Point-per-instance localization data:
━━━━━━

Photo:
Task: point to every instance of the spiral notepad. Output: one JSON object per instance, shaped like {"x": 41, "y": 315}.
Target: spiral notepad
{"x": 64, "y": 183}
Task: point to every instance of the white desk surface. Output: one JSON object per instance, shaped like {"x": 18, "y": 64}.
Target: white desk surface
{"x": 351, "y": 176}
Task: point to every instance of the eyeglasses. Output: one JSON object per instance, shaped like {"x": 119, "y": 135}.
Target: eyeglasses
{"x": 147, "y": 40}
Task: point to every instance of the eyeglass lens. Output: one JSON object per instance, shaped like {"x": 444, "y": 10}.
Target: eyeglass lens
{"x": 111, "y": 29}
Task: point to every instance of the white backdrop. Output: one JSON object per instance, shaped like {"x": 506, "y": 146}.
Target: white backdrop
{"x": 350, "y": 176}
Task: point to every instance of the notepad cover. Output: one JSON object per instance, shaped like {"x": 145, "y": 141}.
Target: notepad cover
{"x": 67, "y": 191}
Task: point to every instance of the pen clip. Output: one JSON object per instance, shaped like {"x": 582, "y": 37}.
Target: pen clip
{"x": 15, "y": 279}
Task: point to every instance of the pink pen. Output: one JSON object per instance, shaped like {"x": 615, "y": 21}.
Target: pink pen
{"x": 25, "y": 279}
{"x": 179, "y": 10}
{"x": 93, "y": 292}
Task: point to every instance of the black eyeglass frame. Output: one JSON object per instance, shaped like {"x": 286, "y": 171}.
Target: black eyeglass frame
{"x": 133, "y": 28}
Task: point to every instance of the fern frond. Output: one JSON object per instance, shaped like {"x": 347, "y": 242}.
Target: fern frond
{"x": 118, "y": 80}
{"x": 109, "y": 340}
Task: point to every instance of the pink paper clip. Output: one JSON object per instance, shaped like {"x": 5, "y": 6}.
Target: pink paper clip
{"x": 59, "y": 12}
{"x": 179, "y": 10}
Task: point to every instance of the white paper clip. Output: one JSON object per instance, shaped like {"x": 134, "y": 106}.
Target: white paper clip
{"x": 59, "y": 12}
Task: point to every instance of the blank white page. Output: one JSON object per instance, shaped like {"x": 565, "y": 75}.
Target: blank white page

━━━━━━

Your goal => The expected response is the full set of records, reproduced exactly.

Solved problem =>
Photo:
Task: point to every instance of the spiral notepad. Output: one JSON object per instance, shaped like {"x": 41, "y": 315}.
Target: spiral notepad
{"x": 64, "y": 183}
Task: point to every instance of the white desk surface. Output: one JSON object per instance, shaped like {"x": 18, "y": 64}.
Target: white desk surface
{"x": 351, "y": 176}
Task: point to every instance of the eyeglasses. Output: one JSON object per instance, shaped like {"x": 119, "y": 135}.
Target: eyeglasses
{"x": 147, "y": 40}
Task: point to every instance of the eyeglass lens. Output: one JSON object per instance, shaped like {"x": 444, "y": 10}.
Target: eyeglass lens
{"x": 111, "y": 29}
Task: point to every instance of the white backdrop. Output: one JSON object per instance, shaped like {"x": 506, "y": 146}.
Target: white backdrop
{"x": 350, "y": 176}
Task: point to every instance of the notepad cover. Output: one JSON object per instance, shaped like {"x": 145, "y": 141}.
Target: notepad cover
{"x": 67, "y": 191}
Task: point to every instance of the pen clip. Output: one JSON object per instance, shaped like {"x": 582, "y": 37}.
Target: pen clip
{"x": 15, "y": 279}
Task: point to every instance of the pink pen. Output: one JSON object per instance, shaped like {"x": 615, "y": 21}.
Target: pink pen
{"x": 25, "y": 279}
{"x": 179, "y": 10}
{"x": 93, "y": 292}
Task: point to every instance of the black eyeglass frame. Output: one JSON object per instance, shaped like {"x": 286, "y": 171}.
Target: black eyeglass frame
{"x": 133, "y": 28}
Task: point to every instance of the fern frond. Output: one JSON object per instance, shaped like {"x": 347, "y": 242}.
Target: fern frond
{"x": 118, "y": 80}
{"x": 109, "y": 340}
Task: point to every instance of the pink paper clip. Output: one JSON object per instance, shaped like {"x": 5, "y": 6}.
Target: pink paper clip
{"x": 59, "y": 12}
{"x": 179, "y": 10}
Task: point to every instance of the white paper clip. Output: one JSON object per instance, shaped like {"x": 134, "y": 106}.
Target: white paper clip
{"x": 59, "y": 12}
Task: point to every instance of the blank white page. Output: one JSON object per instance, shaped like {"x": 565, "y": 75}.
Target: blank white page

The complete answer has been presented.